[Collected data entries]
Start of Block
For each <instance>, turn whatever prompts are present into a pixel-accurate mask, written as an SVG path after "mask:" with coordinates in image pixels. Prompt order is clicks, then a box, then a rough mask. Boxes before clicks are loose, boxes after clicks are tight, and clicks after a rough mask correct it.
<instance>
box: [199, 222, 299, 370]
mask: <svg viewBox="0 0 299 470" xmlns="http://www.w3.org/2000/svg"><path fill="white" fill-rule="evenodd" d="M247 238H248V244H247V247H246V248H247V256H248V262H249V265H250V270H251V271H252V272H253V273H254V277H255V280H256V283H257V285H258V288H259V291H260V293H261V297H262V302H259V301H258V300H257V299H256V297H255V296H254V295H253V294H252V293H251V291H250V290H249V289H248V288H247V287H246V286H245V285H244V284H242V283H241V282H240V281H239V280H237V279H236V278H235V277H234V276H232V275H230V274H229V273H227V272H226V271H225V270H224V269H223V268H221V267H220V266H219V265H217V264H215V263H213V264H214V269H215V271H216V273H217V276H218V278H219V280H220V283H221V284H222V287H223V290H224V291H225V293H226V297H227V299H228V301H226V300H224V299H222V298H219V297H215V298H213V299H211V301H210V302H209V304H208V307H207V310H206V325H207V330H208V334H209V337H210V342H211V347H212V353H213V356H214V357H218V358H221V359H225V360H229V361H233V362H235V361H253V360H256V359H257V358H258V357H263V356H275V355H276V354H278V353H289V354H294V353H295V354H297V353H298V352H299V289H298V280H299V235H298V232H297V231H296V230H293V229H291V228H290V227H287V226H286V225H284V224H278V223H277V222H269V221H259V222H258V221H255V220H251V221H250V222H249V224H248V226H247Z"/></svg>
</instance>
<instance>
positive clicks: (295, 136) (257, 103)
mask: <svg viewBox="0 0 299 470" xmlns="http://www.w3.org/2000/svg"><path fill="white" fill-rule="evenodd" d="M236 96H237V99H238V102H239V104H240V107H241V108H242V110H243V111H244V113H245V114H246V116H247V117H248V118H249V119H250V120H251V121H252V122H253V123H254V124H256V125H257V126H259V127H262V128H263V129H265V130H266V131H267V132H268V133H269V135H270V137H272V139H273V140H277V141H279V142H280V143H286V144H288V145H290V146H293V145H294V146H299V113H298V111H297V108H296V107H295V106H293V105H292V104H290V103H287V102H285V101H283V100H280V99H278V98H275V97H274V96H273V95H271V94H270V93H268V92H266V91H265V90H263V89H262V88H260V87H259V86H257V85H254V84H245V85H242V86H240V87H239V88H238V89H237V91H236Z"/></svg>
End of Block
▸ **Task details**: Every entry must appear in the answer, reproduced exactly.

▸ **Expected answer**:
For each <instance>, turn whatever prompts are present into a pixel-accurate mask, written as an SVG path after "mask:" with coordinates in image pixels. Prompt order is clicks, then a box, then a rough mask. Boxes before clicks are loose, boxes after clicks are tight, and clicks after a rough mask correct it.
<instance>
box: [199, 222, 299, 370]
mask: <svg viewBox="0 0 299 470" xmlns="http://www.w3.org/2000/svg"><path fill="white" fill-rule="evenodd" d="M247 238H248V244H247V247H246V248H247V256H248V262H249V265H250V270H251V271H252V272H253V273H254V277H255V280H256V283H257V285H258V288H259V291H260V293H261V297H262V302H259V301H258V300H257V299H256V297H255V296H254V295H253V294H252V293H251V291H250V290H249V289H248V288H247V287H246V286H245V285H244V284H242V283H241V282H240V281H239V280H237V279H236V278H235V277H234V276H232V275H230V274H229V273H227V272H226V271H225V270H224V269H223V268H221V267H220V266H219V265H217V264H215V263H213V264H214V269H215V271H216V273H217V276H218V278H219V280H220V283H221V284H222V287H223V290H224V291H225V293H226V297H227V299H228V301H226V300H224V299H222V298H219V297H215V298H213V299H211V301H210V302H209V304H208V307H207V310H206V325H207V330H208V334H209V337H210V342H211V347H212V353H213V356H214V357H218V358H221V359H225V360H229V361H233V362H235V361H253V360H256V359H257V358H258V357H263V356H275V355H276V354H278V353H289V354H294V353H295V354H297V353H298V352H299V289H298V280H299V235H298V232H297V231H296V230H293V229H291V228H290V227H287V226H286V225H284V224H278V223H277V222H269V221H259V222H258V221H255V220H251V221H250V222H249V224H248V226H247Z"/></svg>
</instance>
<instance>
positive clicks: (295, 136) (257, 103)
mask: <svg viewBox="0 0 299 470" xmlns="http://www.w3.org/2000/svg"><path fill="white" fill-rule="evenodd" d="M236 96H237V99H238V102H239V104H240V107H241V108H242V110H243V111H244V113H245V114H246V116H247V117H248V118H249V119H250V120H251V121H252V122H253V123H254V124H256V125H257V126H259V127H262V128H263V129H265V130H266V131H267V132H268V133H269V135H270V137H272V139H273V140H277V141H279V142H280V143H286V144H288V145H290V146H293V145H294V146H299V113H298V111H297V108H296V107H295V106H293V105H292V104H290V103H287V102H285V101H283V100H280V99H278V98H275V97H274V96H273V95H271V94H270V93H268V92H266V91H265V90H263V89H262V88H260V87H259V86H257V85H254V84H245V85H242V86H240V87H239V88H238V89H237V91H236Z"/></svg>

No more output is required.